_Source document_
******

Friday, November 30, 2007

 

Death Valley at 140 mph, Part 3/6

Investment

There are dunes in Death Valley. I spent the night in the lodge at Stovepipe Wells, so I could get up before dawn, get out to there, and make some photos. My alarm went off and I did not want to go - it was cold and dark. I still didn't want to go by the time I'd driven out to the trailhead. I needed to hike about 15 minutes out to the dunefield. I sat in the car, watching the stars, looking out toward the dunes and seeing mainly blackness, and black shapes in the blackness. I was scared, I realized. What if there are coyotesnakesscorpionvulturetarantulas? I sat in the car and thought about going back to the lodge. The thought that I'd driven 600 miles to be here ocurred to me. The thought that I'd got up in the middle of the night ocurred to me. I had made these investments, and the weight of them pushed me along. I got out the car and hoisted my gear.



The Crow

At 20 minutes before dawn out in the middle of the dune field, I got what I hadn't realized I wanted. I noticed a crow flying maybe 75 feet off.

I could hear the rush of wind under his wings as he flapped.

******

[Entries drawn from a collection]
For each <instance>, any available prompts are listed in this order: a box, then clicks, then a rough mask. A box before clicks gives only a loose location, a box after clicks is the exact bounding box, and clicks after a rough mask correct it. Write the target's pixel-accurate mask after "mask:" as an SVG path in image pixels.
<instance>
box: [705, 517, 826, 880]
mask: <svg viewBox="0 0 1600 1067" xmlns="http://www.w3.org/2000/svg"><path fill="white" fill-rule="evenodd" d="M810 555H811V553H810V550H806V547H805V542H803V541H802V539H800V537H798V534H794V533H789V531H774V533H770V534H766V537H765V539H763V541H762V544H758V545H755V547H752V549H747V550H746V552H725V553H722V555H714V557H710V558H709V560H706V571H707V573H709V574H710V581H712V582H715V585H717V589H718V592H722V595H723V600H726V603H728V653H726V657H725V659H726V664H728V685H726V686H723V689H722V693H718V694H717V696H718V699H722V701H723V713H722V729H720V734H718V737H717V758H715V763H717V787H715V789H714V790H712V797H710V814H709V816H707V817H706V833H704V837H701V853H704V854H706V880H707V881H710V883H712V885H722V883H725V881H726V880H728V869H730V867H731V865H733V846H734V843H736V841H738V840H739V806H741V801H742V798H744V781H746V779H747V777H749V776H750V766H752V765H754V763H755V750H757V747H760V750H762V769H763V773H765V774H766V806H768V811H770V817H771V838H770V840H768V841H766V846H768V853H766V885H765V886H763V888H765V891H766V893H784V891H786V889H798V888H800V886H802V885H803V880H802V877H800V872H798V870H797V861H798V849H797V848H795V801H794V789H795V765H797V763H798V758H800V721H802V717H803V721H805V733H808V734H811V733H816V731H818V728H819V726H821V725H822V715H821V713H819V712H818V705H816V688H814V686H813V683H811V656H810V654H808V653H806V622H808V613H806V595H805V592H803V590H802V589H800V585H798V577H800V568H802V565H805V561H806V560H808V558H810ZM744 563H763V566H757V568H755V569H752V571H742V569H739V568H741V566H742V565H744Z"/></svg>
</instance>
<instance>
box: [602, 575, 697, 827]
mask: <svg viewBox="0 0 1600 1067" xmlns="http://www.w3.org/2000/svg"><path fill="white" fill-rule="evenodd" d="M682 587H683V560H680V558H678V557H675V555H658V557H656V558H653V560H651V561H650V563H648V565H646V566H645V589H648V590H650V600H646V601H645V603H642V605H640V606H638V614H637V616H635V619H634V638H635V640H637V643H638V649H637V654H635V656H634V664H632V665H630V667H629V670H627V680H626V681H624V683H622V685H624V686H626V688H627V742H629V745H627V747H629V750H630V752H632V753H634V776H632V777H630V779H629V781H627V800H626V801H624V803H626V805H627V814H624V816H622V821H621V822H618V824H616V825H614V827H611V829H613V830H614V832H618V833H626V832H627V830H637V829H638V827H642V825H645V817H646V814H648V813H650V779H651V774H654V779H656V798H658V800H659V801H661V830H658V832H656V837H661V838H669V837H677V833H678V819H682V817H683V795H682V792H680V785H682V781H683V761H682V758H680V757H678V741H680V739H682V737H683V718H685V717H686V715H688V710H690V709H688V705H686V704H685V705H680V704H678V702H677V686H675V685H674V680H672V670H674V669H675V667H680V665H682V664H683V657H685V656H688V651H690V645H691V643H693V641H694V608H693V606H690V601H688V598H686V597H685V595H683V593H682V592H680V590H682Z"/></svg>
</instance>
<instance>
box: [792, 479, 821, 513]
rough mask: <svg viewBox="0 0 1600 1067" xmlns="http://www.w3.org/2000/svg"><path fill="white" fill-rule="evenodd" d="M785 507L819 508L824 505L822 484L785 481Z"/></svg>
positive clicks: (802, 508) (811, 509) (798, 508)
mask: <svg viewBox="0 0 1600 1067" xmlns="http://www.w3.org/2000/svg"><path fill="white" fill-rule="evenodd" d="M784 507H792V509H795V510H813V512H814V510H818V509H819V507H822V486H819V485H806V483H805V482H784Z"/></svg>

******

_What is being asked_
Quote the passage of the Death Valley post that opens with the words containing "There are dunes" and closes with "hoisted my gear.".

_Written response_
There are dunes in Death Valley. I spent the night in the lodge at Stovepipe Wells, so I could get up before dawn, get out to there, and make some photos. My alarm went off and I did not want to go - it was cold and dark. I still didn't want to go by the time I'd driven out to the trailhead. I needed to hike about 15 minutes out to the dunefield. I sat in the car, watching the stars, looking out toward the dunes and seeing mainly blackness, and black shapes in the blackness. I was scared, I realized. What if there are coyotesnakesscorpionvulturetarantulas? I sat in the car and thought about going back to the lodge. The thought that I'd driven 600 miles to be here ocurred to me. The thought that I'd got up in the middle of the night ocurred to me. I had made these investments, and the weight of them pushed me along. I got out the car and hoisted my gear.